EXTRACTED DATA
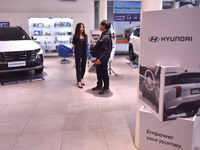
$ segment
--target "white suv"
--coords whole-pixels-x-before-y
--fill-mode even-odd
[[[164,120],[173,114],[194,116],[200,107],[200,72],[169,73],[165,77]]]
[[[21,27],[0,27],[0,73],[43,68],[42,48]]]
[[[136,27],[129,37],[129,59],[135,60],[139,55],[140,27]]]

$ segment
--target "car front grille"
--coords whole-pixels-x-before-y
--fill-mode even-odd
[[[36,58],[40,49],[32,51],[0,52],[0,62],[28,61]]]

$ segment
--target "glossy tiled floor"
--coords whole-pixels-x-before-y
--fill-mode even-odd
[[[70,64],[45,58],[46,68],[39,75],[44,81],[1,86],[0,150],[136,150],[138,69],[128,66],[126,57],[115,57],[112,69],[118,77],[111,75],[111,93],[105,96],[91,90],[96,74],[88,68],[86,86],[77,88],[73,57]],[[33,76],[1,74],[0,80]],[[197,147],[199,143],[197,138]]]

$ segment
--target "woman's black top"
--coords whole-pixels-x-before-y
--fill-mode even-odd
[[[75,55],[87,56],[87,39],[80,39],[80,37],[74,35],[72,44],[75,45]]]

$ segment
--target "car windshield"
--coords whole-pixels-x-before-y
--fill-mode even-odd
[[[200,73],[184,73],[165,77],[165,85],[189,83],[200,83]]]
[[[26,32],[17,27],[0,27],[0,41],[31,40]]]

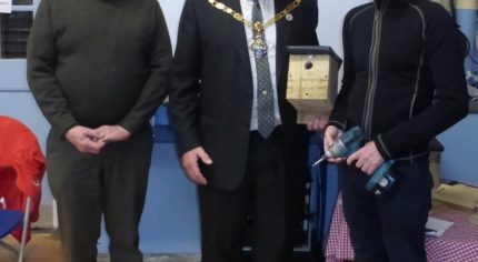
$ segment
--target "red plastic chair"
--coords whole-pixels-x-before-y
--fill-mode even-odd
[[[12,234],[20,242],[19,262],[31,238],[30,223],[39,219],[43,173],[36,135],[18,120],[0,115],[0,239]]]

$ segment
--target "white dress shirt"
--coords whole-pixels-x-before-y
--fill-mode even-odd
[[[263,22],[273,18],[276,14],[276,7],[271,0],[259,0],[260,8],[262,10]],[[252,0],[240,0],[242,17],[249,21],[252,21]],[[252,28],[245,26],[246,38],[249,50],[250,69],[252,72],[252,84],[253,84],[253,99],[252,99],[252,113],[250,119],[250,130],[257,130],[257,71],[256,71],[256,57],[250,46],[253,42]],[[267,58],[269,60],[270,79],[272,80],[273,89],[273,117],[276,119],[276,125],[281,124],[279,103],[277,100],[277,75],[276,75],[276,47],[277,47],[277,31],[276,23],[265,29],[265,37],[267,43]]]

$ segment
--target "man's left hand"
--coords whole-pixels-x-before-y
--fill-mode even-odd
[[[102,135],[101,141],[104,143],[126,141],[131,133],[121,125],[101,125],[97,131]]]
[[[307,123],[307,129],[309,131],[320,131],[323,132],[326,124],[329,122],[328,117],[318,115],[312,119],[312,121]]]
[[[377,150],[374,141],[366,143],[364,148],[350,154],[347,158],[347,164],[350,165],[356,162],[356,167],[367,174],[372,174],[374,171],[384,163],[384,158]]]

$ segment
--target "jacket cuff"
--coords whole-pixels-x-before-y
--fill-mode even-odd
[[[58,133],[60,133],[60,138],[64,139],[64,135],[67,134],[68,130],[77,125],[79,125],[79,123],[72,118],[59,123],[57,125],[57,129],[58,129]]]
[[[381,158],[385,161],[392,159],[389,147],[387,145],[387,142],[384,141],[384,138],[381,137],[381,134],[377,135],[374,139],[374,142],[375,142],[375,145],[377,147],[378,152],[380,153]]]
[[[187,153],[187,152],[189,152],[189,151],[191,151],[198,147],[201,147],[201,143],[199,143],[198,141],[193,141],[193,140],[186,141],[186,140],[179,139],[179,141],[178,141],[179,155],[182,157],[185,153]]]
[[[141,130],[145,127],[146,123],[142,121],[136,121],[136,120],[121,120],[118,125],[121,125],[121,128],[128,130],[130,134],[137,133],[139,130]]]

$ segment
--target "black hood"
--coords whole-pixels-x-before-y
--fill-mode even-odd
[[[385,2],[388,2],[388,6],[406,6],[410,0],[374,0],[374,2],[380,9]]]

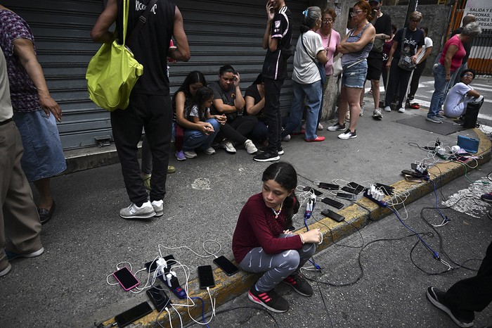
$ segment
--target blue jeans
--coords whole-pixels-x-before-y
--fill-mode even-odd
[[[205,122],[210,123],[214,127],[214,132],[210,134],[205,134],[196,130],[185,129],[183,151],[190,151],[196,149],[208,149],[210,148],[212,142],[221,129],[221,124],[215,118],[205,120]]]
[[[306,106],[307,106],[304,139],[311,140],[318,137],[316,132],[318,127],[318,113],[321,105],[322,87],[319,81],[310,84],[302,84],[292,81],[294,99],[290,107],[289,122],[282,134],[283,137],[290,134],[301,124],[304,98],[306,98]]]
[[[434,92],[432,94],[431,99],[431,104],[429,107],[429,113],[427,118],[435,117],[441,111],[441,107],[444,103],[444,95],[446,93],[449,84],[453,81],[453,73],[451,72],[451,80],[446,80],[446,68],[443,65],[439,64],[434,71]]]

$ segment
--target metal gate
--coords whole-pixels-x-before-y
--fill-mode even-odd
[[[111,136],[109,113],[98,108],[87,94],[87,64],[100,45],[89,32],[103,9],[103,0],[4,0],[2,4],[15,11],[30,25],[34,34],[38,60],[51,96],[63,111],[58,130],[64,149],[97,145],[96,138]],[[261,39],[266,14],[264,0],[180,0],[175,1],[183,17],[191,59],[171,63],[171,92],[195,70],[207,81],[217,79],[221,65],[231,64],[241,75],[245,91],[261,71],[265,50]],[[290,0],[293,41],[308,0]],[[290,59],[289,76],[292,59]],[[290,106],[292,83],[287,80],[280,96],[284,115]]]

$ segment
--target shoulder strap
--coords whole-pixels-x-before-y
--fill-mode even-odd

THE REQUEST
Reproduce every entry above verbatim, leaving out the pictures.

ANSWER TO THE EXERCISE
$ segment
--target "white suv"
--coords whole-pixels-x-before-y
--fill-mode even-odd
[[[164,120],[173,114],[194,116],[200,107],[200,72],[169,73],[165,77]]]
[[[21,27],[0,27],[0,73],[43,68],[42,48]]]
[[[136,27],[129,37],[129,59],[135,60],[139,55],[140,27]]]

$ segment
--target "car front grille"
--coords whole-pixels-x-before-y
--fill-mode even-odd
[[[36,58],[40,49],[32,51],[0,52],[0,62],[28,61]]]

$ segment
--target "glossy tiled floor"
--coords whole-pixels-x-before-y
--fill-mode even-odd
[[[70,64],[45,58],[46,68],[39,75],[44,81],[1,86],[0,150],[136,150],[138,69],[128,66],[126,57],[115,57],[112,69],[118,77],[111,75],[111,93],[105,96],[91,90],[96,74],[88,68],[86,86],[77,88],[73,57]],[[33,76],[1,74],[0,80]],[[197,147],[199,143],[197,138]]]

$ segment
--target "woman's black top"
--coords whole-pixels-x-before-y
--fill-mode even-odd
[[[75,55],[87,56],[87,39],[80,39],[80,37],[74,35],[72,44],[75,45]]]

$ segment
--target "car windshield"
--coords whole-pixels-x-before-y
--fill-mode even-odd
[[[200,73],[184,73],[165,77],[165,85],[189,83],[200,83]]]
[[[26,32],[17,27],[0,27],[0,41],[31,40]]]

$ segment
--target "red plastic chair"
--coords whole-pixels-x-before-y
--fill-mode even-odd
[[[12,234],[20,242],[19,262],[31,238],[30,223],[39,219],[43,173],[36,135],[18,120],[0,115],[0,239]]]

$ segment
--target "white dress shirt"
--coords whole-pixels-x-before-y
--fill-mode even-odd
[[[263,22],[273,18],[276,14],[276,7],[271,0],[259,0],[260,8],[262,10]],[[252,0],[240,0],[242,17],[249,21],[252,21]],[[252,28],[245,26],[246,38],[249,50],[250,69],[252,72],[252,84],[253,84],[253,99],[252,99],[252,113],[250,119],[250,130],[257,130],[257,71],[256,71],[256,57],[250,46],[253,42]],[[267,58],[269,60],[270,79],[272,80],[273,89],[273,117],[276,119],[276,125],[281,124],[279,103],[277,100],[277,75],[276,75],[276,47],[277,47],[277,31],[276,23],[265,29],[265,37],[267,43]]]

$ segment
--target "man's left hand"
--coords whole-pixels-x-before-y
--fill-mode even-odd
[[[102,135],[101,141],[104,143],[126,141],[131,133],[121,125],[101,125],[97,131]]]
[[[307,123],[307,129],[309,131],[320,131],[323,132],[326,124],[329,122],[328,117],[318,115],[312,119],[312,121]]]
[[[377,150],[374,141],[366,143],[364,148],[350,154],[347,158],[347,164],[350,165],[356,162],[356,167],[367,174],[372,174],[374,171],[384,163],[384,158]]]

$ segment
--target "jacket cuff"
--coords whole-pixels-x-before-y
--fill-mode even-odd
[[[58,133],[60,133],[60,138],[64,139],[64,135],[67,134],[68,130],[77,125],[79,125],[79,123],[72,118],[59,123],[57,125],[57,129],[58,129]]]
[[[381,158],[385,161],[392,159],[389,147],[387,145],[387,142],[384,141],[384,138],[381,137],[381,134],[377,135],[374,139],[374,142],[375,142],[375,145],[377,147],[378,152],[380,153]]]
[[[187,153],[187,152],[189,152],[189,151],[191,151],[198,147],[201,147],[201,143],[199,143],[198,141],[193,141],[193,140],[186,141],[186,140],[179,139],[179,141],[178,141],[179,155],[182,157],[185,153]]]
[[[141,130],[145,127],[146,123],[142,121],[136,121],[136,120],[121,120],[118,125],[121,125],[121,128],[128,130],[130,134],[137,133],[139,130]]]

$ segment
--target "black hood"
--coords whole-pixels-x-before-y
--fill-mode even-odd
[[[385,2],[388,2],[388,6],[406,6],[410,0],[374,0],[374,2],[380,9]]]

$ segment
--target blue jeans
--coords whole-pixels-x-before-y
--fill-mode even-odd
[[[205,122],[210,123],[214,127],[214,132],[210,134],[205,134],[196,130],[185,129],[183,151],[190,151],[196,149],[208,149],[210,148],[212,142],[221,129],[221,124],[215,118],[205,120]]]
[[[306,106],[307,106],[304,139],[311,140],[318,137],[316,132],[318,127],[318,113],[321,105],[322,87],[319,81],[310,84],[302,84],[292,81],[294,99],[290,107],[289,122],[282,134],[283,137],[290,134],[301,124],[304,98],[306,98]]]
[[[434,92],[432,94],[431,99],[431,104],[429,107],[429,113],[427,118],[435,117],[441,111],[441,107],[444,103],[444,95],[446,93],[449,84],[453,81],[453,73],[451,72],[451,80],[446,80],[446,68],[443,65],[439,64],[434,71]]]

$ segment
--target metal gate
--coords whole-pixels-x-before-y
--fill-mode even-odd
[[[111,136],[109,113],[98,108],[87,94],[87,64],[100,45],[89,32],[103,9],[103,0],[4,0],[2,4],[15,11],[30,25],[34,34],[38,60],[51,96],[63,111],[58,130],[64,149],[97,145],[96,138]],[[261,39],[266,14],[264,0],[180,0],[175,1],[183,17],[191,59],[171,63],[171,92],[195,70],[207,81],[217,79],[221,65],[231,64],[241,75],[245,91],[261,71],[265,50]],[[290,0],[293,41],[308,0]],[[290,59],[289,76],[292,59]],[[290,106],[292,83],[287,80],[280,96],[284,115]]]

$ segment
--target shoulder strap
--coords whole-pixels-x-before-y
--fill-mode even-odd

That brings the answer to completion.